● YOUR INSTRUCTIONS
Note how many lines in the entries contain the string "player", then give that number and nothing else.

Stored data
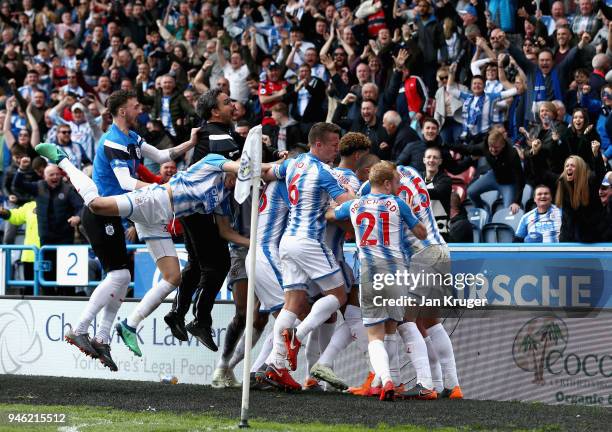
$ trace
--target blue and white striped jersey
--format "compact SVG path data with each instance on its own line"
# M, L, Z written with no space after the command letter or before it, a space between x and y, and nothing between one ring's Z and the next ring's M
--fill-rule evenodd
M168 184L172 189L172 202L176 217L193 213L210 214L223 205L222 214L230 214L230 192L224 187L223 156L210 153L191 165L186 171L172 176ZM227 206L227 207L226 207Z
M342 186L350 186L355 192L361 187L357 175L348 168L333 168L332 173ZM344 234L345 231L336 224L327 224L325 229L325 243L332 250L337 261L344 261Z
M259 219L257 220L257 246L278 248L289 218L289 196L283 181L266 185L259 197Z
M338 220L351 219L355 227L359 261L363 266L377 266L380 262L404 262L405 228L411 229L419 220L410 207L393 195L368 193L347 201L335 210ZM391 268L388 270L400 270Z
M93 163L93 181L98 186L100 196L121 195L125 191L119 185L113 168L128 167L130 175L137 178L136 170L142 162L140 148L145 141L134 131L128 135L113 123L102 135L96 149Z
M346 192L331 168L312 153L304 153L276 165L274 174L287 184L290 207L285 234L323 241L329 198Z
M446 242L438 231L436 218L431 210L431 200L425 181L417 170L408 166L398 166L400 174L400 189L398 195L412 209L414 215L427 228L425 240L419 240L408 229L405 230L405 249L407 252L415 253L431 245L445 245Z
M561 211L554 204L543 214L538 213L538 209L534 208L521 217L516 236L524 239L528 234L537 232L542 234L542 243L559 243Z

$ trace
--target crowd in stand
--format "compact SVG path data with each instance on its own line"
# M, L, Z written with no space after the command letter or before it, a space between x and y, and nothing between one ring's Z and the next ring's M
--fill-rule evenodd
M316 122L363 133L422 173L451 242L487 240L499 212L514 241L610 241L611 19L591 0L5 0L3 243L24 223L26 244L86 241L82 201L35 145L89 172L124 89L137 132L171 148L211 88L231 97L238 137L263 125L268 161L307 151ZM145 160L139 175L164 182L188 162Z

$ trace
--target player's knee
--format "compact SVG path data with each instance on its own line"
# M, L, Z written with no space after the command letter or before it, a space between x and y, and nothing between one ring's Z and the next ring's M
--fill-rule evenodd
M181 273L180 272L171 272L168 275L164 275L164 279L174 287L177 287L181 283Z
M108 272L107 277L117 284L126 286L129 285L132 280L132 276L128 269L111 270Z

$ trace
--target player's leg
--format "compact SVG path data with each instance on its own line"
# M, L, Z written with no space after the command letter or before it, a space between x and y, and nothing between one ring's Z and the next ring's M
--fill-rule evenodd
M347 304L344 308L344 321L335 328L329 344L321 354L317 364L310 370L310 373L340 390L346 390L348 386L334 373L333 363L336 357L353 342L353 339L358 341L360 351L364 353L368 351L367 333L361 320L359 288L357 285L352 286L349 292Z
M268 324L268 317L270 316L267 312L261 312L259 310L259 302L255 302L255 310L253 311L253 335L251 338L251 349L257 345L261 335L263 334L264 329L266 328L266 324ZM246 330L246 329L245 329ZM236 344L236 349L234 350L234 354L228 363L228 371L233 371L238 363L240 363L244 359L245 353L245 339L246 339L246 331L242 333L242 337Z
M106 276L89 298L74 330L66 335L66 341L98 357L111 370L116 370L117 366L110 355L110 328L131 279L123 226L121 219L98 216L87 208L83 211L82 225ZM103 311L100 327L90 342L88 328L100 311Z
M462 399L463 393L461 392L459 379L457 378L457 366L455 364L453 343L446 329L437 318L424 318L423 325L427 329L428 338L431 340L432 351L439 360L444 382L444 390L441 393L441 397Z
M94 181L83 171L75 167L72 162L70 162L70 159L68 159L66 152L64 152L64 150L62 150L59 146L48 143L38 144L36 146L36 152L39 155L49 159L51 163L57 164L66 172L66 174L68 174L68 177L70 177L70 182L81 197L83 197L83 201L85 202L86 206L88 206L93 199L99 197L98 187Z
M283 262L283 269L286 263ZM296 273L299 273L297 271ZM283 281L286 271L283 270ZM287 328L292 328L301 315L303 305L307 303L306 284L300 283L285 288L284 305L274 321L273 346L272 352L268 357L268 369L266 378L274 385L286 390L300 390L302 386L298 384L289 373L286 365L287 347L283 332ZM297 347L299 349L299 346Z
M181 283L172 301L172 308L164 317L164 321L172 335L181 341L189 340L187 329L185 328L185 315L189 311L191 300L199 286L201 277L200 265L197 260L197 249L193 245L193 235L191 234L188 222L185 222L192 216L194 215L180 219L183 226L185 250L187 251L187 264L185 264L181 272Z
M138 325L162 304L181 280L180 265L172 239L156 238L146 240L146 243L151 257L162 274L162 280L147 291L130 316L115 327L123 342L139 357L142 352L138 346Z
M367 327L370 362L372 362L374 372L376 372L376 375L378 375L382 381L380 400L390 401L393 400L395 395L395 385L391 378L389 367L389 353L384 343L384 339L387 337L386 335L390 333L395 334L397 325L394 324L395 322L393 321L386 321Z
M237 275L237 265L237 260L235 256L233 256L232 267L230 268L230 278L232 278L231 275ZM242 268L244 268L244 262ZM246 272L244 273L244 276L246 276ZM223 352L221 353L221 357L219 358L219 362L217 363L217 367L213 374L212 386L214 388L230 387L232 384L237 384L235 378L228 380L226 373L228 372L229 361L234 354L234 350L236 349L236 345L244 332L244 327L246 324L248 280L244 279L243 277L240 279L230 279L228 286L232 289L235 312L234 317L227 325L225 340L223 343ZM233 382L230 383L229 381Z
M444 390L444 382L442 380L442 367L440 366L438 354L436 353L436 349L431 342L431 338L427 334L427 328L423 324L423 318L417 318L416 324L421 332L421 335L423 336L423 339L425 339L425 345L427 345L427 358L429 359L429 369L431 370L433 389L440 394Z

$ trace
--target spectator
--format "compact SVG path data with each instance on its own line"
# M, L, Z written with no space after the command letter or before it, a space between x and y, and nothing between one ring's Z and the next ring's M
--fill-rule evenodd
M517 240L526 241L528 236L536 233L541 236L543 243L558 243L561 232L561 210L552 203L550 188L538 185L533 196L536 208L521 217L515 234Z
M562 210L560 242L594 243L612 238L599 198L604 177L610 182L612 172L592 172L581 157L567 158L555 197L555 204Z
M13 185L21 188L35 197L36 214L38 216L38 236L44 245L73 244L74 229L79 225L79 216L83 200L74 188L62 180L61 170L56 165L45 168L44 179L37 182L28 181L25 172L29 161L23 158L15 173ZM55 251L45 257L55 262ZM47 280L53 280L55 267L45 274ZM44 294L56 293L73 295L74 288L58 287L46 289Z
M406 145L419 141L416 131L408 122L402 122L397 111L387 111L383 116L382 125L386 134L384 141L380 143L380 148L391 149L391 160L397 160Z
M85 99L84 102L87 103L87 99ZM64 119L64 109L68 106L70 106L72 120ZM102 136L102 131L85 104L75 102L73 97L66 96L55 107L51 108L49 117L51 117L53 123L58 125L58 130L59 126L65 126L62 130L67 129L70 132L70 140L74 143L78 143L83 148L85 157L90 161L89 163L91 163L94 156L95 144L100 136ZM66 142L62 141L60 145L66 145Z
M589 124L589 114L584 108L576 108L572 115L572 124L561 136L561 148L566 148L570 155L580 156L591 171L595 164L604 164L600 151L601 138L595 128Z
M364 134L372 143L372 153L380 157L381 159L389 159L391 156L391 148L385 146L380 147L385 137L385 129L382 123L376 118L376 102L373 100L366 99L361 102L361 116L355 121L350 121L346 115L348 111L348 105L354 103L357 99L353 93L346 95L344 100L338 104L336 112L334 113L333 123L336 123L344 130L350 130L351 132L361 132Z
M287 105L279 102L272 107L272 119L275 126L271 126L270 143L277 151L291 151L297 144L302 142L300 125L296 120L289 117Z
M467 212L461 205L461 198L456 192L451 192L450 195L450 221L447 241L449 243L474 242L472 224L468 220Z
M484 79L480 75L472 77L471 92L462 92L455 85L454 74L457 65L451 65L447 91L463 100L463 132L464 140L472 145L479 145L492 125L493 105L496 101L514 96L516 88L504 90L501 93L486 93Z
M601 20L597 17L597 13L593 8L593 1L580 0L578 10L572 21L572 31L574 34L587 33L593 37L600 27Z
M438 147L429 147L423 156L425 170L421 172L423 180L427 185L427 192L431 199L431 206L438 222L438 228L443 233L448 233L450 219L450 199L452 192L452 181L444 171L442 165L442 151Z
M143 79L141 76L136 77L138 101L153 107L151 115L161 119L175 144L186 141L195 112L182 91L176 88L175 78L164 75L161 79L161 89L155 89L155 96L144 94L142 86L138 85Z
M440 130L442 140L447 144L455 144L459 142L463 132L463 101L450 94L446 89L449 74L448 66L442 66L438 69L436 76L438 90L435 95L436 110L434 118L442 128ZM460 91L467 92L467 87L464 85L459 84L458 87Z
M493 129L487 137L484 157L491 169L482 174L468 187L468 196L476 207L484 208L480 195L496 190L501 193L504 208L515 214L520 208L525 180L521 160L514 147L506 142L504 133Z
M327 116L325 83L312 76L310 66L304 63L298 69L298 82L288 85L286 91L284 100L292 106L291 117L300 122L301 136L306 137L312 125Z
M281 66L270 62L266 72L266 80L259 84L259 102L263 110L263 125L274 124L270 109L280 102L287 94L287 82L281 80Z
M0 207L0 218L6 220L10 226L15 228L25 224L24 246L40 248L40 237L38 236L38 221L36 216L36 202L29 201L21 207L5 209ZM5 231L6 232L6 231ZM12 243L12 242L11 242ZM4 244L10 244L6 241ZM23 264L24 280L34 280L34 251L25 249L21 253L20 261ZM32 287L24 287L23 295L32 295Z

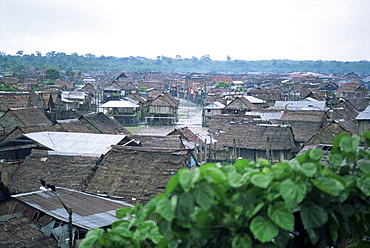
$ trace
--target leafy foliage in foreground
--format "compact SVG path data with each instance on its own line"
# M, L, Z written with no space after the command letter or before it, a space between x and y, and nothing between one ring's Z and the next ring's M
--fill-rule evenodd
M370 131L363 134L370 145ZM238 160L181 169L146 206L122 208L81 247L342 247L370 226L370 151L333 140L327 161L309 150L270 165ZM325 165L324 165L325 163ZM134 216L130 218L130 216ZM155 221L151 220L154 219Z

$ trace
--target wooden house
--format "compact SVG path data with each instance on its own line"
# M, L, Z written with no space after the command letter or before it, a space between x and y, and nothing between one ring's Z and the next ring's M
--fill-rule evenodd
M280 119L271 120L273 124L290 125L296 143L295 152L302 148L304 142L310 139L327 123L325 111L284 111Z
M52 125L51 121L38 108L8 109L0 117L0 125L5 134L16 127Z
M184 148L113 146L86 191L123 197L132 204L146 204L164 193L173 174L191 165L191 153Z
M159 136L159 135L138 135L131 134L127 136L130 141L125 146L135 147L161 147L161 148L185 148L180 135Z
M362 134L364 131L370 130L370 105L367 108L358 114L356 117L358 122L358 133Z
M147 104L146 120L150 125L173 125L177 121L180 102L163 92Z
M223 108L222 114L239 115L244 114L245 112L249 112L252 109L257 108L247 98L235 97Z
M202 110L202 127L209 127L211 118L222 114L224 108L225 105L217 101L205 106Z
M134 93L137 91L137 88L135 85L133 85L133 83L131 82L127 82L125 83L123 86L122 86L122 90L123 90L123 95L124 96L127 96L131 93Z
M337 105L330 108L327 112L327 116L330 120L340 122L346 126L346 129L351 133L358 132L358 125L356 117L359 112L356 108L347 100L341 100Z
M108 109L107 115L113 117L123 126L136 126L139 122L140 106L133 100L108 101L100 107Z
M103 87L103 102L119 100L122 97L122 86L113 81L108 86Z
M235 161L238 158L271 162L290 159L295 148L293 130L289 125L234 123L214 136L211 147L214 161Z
==
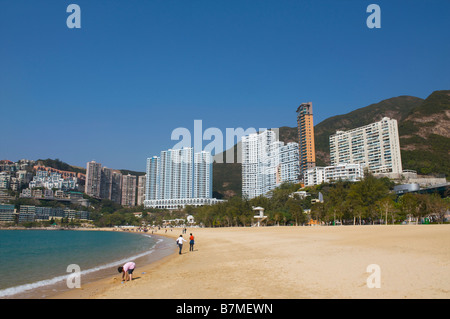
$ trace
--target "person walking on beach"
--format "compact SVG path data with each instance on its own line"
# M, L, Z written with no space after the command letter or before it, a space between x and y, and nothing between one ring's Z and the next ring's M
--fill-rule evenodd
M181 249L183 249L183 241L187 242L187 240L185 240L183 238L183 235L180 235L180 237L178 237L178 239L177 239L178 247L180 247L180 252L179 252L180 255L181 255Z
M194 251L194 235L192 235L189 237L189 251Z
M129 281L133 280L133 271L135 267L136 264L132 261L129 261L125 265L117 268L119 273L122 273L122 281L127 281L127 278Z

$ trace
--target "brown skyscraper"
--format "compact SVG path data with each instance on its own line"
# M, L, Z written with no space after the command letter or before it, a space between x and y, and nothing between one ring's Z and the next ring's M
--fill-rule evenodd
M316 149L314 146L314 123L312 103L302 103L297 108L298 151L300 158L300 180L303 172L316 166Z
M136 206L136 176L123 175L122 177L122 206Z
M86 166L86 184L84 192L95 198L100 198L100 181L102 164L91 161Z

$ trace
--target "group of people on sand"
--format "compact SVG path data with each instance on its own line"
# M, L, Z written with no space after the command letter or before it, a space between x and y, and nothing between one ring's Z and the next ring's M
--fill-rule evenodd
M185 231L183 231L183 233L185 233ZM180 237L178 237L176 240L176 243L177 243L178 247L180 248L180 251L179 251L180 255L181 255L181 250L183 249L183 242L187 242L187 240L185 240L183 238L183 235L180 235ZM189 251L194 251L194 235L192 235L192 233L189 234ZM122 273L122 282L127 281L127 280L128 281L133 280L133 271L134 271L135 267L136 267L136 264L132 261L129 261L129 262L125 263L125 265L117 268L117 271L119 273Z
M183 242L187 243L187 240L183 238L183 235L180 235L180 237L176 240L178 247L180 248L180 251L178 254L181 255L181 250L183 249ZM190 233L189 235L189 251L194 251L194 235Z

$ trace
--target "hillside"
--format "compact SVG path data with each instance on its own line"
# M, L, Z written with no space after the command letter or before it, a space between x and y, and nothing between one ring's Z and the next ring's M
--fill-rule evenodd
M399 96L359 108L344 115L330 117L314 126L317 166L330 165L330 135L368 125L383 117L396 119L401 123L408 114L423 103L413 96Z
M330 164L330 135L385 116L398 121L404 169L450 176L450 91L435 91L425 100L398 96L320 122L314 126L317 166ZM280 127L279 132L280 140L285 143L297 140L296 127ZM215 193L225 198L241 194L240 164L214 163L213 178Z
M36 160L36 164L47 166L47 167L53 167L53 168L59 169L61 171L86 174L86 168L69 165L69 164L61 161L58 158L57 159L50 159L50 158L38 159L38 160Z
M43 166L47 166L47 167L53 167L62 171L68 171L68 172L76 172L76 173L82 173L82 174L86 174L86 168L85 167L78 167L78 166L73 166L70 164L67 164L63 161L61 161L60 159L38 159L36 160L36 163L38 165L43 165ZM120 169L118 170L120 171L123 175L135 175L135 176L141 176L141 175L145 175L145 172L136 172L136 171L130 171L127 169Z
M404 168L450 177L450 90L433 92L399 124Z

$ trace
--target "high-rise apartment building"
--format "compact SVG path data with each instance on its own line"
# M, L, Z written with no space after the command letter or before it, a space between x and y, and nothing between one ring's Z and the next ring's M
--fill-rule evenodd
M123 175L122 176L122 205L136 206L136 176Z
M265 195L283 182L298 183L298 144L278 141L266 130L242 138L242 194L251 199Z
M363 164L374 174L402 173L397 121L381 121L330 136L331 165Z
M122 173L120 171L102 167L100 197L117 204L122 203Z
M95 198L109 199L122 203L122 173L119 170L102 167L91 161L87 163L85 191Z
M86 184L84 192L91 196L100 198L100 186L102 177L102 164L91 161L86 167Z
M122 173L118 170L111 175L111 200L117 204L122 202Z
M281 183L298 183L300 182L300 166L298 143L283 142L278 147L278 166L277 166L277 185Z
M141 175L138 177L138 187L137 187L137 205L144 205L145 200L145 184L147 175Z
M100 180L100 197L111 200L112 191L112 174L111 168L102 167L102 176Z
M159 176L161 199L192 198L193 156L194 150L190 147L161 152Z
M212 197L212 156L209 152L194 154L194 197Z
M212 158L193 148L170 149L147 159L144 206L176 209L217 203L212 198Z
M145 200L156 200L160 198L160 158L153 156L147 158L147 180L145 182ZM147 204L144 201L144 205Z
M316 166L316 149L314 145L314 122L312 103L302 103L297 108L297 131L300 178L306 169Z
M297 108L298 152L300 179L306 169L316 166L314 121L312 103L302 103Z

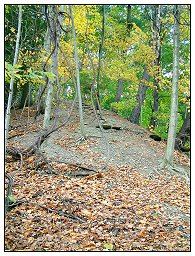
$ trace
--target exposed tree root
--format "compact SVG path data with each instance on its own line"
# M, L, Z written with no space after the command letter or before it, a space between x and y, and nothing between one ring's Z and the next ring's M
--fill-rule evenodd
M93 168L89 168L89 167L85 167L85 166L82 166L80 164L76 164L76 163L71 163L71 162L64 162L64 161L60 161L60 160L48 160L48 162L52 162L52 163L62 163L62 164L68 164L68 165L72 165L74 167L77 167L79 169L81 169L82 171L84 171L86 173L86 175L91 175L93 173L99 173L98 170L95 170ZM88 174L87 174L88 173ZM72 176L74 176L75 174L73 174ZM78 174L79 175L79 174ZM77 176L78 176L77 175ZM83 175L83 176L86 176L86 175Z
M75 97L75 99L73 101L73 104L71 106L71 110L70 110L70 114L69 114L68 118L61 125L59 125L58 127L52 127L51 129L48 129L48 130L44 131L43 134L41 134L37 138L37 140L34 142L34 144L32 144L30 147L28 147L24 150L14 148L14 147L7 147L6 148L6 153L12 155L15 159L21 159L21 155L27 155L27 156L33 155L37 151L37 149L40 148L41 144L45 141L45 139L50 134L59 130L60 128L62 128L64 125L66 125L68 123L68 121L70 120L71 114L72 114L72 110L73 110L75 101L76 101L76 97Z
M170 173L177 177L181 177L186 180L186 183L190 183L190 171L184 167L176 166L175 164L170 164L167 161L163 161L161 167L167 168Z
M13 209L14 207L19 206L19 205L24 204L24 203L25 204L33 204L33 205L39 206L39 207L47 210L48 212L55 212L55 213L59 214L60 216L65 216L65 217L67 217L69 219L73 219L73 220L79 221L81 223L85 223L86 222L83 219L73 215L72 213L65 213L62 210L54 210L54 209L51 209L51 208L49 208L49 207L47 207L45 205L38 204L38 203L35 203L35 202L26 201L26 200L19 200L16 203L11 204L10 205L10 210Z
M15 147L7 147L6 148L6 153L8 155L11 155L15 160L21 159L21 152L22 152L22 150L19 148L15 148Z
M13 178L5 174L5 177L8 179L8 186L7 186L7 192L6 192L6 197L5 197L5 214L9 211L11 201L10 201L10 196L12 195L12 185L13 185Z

● FINAL ANSWER
2